-- Begin Source text --

#!/bin/csh -f
# lvrfy:  A HTML Link Verification utility
# version 1.6d
# 6 December 1995
# 
# By Preston Crow
# http://www.cs.dartmouth.edu/~crow/
# http://www.cs.dartmouth.edu/~crow/lvrfy.html
# Copyright (c) 1995
# Restriction on use:
#	Significant modifications must be made available, free of charge
#	or restriction, to Preston Crow.
#	May not be redistributed in a modified form without notifying
#	Preston Crow.
#
# Syntax:
# lvrfy startURL fromURL OKfile BADfile OFFSITEfile
# I use:
#	(date;lvrfy / X lvrfy.OK lvrfy.BAD lvrfy.OFF;date) |& tee lvrfy.ERR |& Mail -s 'lvrfy completed on '`hostname` `whoami` &
#
# Customizations:
set SERVER="coos.dartmouth.edu"
set SLASH="/usr/local/etc/httpd/htdocs"
set PUBLIC="public_html"
# List all valid index filenames, in order of preferance
set INDEX=(index.html)
# Temporary directory to use
set TMP="/tmp"
# Maximum nesting level, to avoid filling up the process table
set MAXNEST=6
# Aliases must be hard-coded in this version
#
# Known bugs:
#	* Doesn't handle tags in comments correctly.  It may fault on:
#	  <!-- <LI>foo -->, or otherwise get confused.
#	* Doesn't handle unclosed tags.

-- End Source text --

> [Parts of the exercise]:
• A. In the link verification script, what is the maximum nesting level set to, and why?
• B. Go on with the link verification script, starting after its last line.

-- Begin Supplied records --

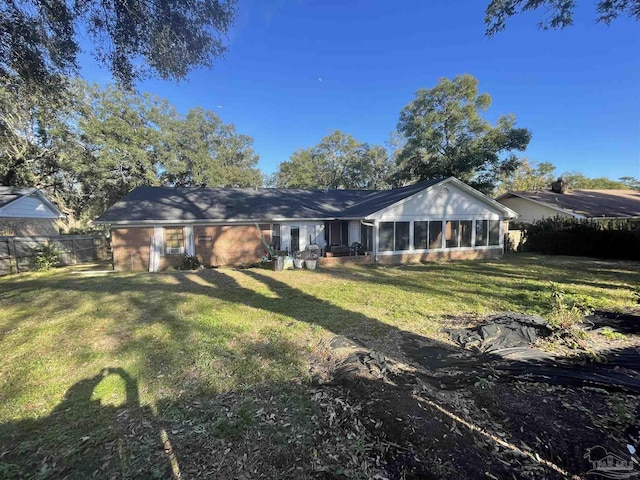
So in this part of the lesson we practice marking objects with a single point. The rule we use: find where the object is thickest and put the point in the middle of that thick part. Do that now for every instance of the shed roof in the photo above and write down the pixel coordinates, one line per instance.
(10, 194)
(587, 203)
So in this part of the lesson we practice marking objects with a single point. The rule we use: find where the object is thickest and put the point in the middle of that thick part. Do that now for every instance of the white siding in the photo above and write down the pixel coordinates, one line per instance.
(447, 201)
(530, 211)
(27, 207)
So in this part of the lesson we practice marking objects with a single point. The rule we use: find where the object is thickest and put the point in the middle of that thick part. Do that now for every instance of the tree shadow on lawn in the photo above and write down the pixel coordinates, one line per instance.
(572, 270)
(426, 427)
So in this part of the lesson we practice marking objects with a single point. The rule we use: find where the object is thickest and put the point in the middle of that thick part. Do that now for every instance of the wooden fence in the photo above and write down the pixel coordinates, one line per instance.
(16, 253)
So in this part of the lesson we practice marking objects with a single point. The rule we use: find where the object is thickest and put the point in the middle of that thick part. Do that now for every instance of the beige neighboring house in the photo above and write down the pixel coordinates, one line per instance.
(27, 212)
(592, 204)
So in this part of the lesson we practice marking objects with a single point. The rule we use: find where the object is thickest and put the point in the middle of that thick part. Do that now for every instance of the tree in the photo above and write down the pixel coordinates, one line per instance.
(528, 176)
(90, 147)
(34, 131)
(559, 13)
(630, 182)
(338, 161)
(576, 180)
(200, 150)
(445, 135)
(136, 38)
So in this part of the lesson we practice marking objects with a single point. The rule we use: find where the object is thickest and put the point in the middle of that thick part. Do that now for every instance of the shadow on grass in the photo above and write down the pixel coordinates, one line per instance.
(83, 437)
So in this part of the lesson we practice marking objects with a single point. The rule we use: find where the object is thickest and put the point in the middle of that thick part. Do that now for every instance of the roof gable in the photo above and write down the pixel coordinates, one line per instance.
(18, 202)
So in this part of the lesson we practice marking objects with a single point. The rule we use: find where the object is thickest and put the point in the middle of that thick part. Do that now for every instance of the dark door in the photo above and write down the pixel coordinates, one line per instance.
(295, 239)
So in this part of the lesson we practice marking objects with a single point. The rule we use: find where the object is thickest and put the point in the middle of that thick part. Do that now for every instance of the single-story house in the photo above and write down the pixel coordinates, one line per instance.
(592, 204)
(27, 212)
(442, 218)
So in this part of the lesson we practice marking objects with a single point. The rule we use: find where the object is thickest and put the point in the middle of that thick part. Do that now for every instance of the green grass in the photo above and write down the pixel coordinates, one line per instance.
(178, 337)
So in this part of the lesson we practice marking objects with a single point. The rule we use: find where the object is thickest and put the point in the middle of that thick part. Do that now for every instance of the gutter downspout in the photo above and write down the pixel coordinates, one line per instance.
(375, 240)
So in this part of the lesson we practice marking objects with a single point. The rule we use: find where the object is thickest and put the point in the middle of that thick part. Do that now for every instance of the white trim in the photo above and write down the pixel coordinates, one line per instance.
(470, 190)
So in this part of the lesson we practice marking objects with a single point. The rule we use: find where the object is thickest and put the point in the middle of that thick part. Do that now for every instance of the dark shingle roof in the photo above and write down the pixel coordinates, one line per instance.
(10, 194)
(589, 203)
(145, 204)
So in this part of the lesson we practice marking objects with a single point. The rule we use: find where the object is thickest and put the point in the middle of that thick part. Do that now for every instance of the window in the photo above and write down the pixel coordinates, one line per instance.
(402, 236)
(173, 240)
(452, 233)
(435, 234)
(394, 236)
(420, 237)
(482, 233)
(494, 232)
(386, 236)
(275, 236)
(465, 233)
(366, 237)
(344, 233)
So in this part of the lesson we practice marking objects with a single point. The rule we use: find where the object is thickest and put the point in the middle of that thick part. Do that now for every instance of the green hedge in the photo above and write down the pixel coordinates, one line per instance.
(588, 238)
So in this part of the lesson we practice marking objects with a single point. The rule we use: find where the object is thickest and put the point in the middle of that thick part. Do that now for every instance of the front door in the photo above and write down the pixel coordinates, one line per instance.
(295, 239)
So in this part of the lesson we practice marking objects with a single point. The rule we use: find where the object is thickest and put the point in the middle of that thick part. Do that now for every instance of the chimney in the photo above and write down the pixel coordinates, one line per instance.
(559, 186)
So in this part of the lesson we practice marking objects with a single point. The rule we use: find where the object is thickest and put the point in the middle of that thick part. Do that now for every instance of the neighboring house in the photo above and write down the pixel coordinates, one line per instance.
(593, 204)
(437, 219)
(27, 212)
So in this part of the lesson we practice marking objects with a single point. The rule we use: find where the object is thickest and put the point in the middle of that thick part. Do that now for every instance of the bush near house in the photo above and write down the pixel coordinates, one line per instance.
(584, 237)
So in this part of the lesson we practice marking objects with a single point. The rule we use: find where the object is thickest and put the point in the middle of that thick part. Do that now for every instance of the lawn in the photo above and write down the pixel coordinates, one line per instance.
(207, 373)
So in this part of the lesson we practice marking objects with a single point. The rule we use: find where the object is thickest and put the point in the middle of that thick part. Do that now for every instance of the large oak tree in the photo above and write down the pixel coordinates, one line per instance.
(445, 135)
(338, 161)
(39, 39)
(558, 13)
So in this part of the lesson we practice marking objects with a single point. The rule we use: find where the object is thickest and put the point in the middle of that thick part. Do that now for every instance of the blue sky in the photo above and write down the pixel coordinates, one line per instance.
(296, 70)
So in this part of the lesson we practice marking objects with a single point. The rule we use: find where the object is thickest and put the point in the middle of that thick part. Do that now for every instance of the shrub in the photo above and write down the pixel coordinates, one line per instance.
(45, 257)
(584, 237)
(189, 262)
(565, 316)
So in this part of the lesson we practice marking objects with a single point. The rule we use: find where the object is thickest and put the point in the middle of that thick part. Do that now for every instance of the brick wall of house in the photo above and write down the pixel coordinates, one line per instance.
(227, 245)
(131, 247)
(28, 227)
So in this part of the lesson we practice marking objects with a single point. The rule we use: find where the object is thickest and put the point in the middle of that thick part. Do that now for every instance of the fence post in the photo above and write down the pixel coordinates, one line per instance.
(12, 248)
(74, 249)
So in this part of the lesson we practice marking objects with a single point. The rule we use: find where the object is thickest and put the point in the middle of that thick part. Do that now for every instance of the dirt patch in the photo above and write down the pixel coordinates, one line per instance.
(450, 414)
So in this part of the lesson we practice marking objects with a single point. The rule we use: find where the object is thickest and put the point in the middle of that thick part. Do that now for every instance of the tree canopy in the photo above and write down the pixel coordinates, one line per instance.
(539, 176)
(528, 176)
(558, 13)
(338, 161)
(92, 146)
(445, 135)
(39, 40)
(576, 180)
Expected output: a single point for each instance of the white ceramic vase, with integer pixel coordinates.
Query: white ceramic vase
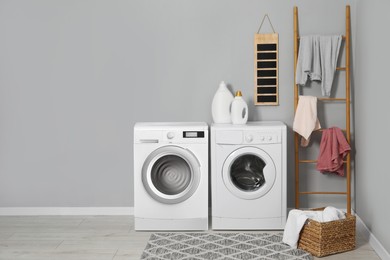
(239, 113)
(220, 107)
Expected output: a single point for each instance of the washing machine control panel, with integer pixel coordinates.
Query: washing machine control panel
(253, 137)
(174, 136)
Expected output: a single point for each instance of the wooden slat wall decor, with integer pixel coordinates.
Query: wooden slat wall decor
(266, 69)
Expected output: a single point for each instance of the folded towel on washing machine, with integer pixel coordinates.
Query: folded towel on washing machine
(297, 218)
(305, 120)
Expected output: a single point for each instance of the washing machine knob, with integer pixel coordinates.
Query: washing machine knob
(249, 138)
(170, 135)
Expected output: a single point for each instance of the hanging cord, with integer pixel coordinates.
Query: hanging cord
(266, 15)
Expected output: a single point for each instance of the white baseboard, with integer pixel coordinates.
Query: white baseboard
(34, 211)
(363, 230)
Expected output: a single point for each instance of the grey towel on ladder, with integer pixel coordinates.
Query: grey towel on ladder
(317, 60)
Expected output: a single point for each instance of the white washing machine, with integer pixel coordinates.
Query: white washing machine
(171, 176)
(248, 176)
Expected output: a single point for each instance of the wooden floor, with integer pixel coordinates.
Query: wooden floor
(92, 237)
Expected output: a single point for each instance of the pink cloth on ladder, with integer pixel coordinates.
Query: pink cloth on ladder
(333, 148)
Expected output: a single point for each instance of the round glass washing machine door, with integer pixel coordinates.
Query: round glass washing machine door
(249, 173)
(171, 174)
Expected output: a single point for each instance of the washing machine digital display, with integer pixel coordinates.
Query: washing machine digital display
(193, 134)
(246, 172)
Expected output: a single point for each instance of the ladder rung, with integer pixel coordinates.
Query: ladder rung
(312, 161)
(324, 192)
(332, 99)
(343, 36)
(321, 130)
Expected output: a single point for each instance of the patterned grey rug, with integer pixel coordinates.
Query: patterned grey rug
(226, 246)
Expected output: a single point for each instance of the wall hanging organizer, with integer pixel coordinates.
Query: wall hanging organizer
(266, 67)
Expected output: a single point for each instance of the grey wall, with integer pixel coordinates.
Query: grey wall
(76, 75)
(372, 125)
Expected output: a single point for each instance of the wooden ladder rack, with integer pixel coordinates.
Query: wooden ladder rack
(347, 100)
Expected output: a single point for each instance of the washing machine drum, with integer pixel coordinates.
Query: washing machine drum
(249, 173)
(171, 174)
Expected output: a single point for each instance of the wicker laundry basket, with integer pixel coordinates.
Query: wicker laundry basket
(326, 238)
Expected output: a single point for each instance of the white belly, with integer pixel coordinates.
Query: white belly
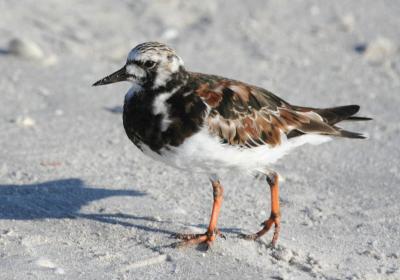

-- End Supplied records --

> [Responses]:
• A. It is set to 6, to avoid filling up the process table.

• B.
#	* May seg fault on non-text or other pathalogical input cases.
#	* May leave files in TMP when it doesn't complete successfully.
#	* Doesn't recognize aliased directories, so links to aliased
#	  files will be reported as bad.
#		--you can manually add aliasing below, if you can
#		  follow the `sed` syntax.
#	* Certain pathalogical file or directory names may confuse
#	  it, but these should be quite rare.
#		--I think I fixed most of these now.
#
# Warning:  This script isn't secure, and shouldn't be run as root.
# I'm not sure if it is possible for a carefully constructed pathalogical
# case to misdirect the script, causing unexpected or dangerous side effects.
#
if ( $7 != '' || $5 == '' ) then
	echo $0 $argv
	echo Usage:  'lvrfy startURL fromURL OKfile BADfile OFFSITEfile'
	sleep 60
	exit 1
endif

set NEST=$6
if ($NEST == '') set NEST=0
@ NEXTNEST = $NEST + 1
if ( $NEST == $MAXNEST ) set NEXTNEST=1

#
# Set variables
#
set INURL="$1"
set PAGE="$1"
set OKFILE=$3
set BADFILE=$4
set OFFFILE=$5
touch $OKFILE

#
# Avoid pathalogical URLs
#
set BAD=no
# set | grep ^argv | sed -e 'sX^argv[ 	]*(XX;sX .*XX' 
echo "$PAGE" | grep '[][{}()$&*?\!;"'"'"'`]' >/dev/null && set BAD=yes
if ($BAD == yes ) then
	echo Link to unprocessable URL "$INURL" from "$2" >> $BADFILE
	exit 0
endif

#
# Convert URL to filename
#
if ( "tilde" == "`echo $PAGE | grep '^/~' >& /dev/null && echo tilde`" ) then
	set PAGE="`echo $PAGE | sed 'sX^/~[^/]*X&/'$PUBLIC'X' | cut -c2- `"
	set PAGE=`echo $PAGE |& grep ^/`
	if ( "$PAGE" == "" ) then
		echo Link to non-existent user: "$INURL" from "$2" >> $BADFILE
		exit 0
	endif
else
	set PAGE=$SLASH''$PAGE
endif

#
# Deal with aliases
#
set PAGE=`echo $PAGE | sed -e 'sX^'$SLASH'/cgi-bin/imagemap/.*X/dev/nullX;sX^'$SLASH'/icons/X/../icons/X;sX^'$SLASH'/cgi-bin/X/../cgi-bin/X'`

#
# Deal with directory indices.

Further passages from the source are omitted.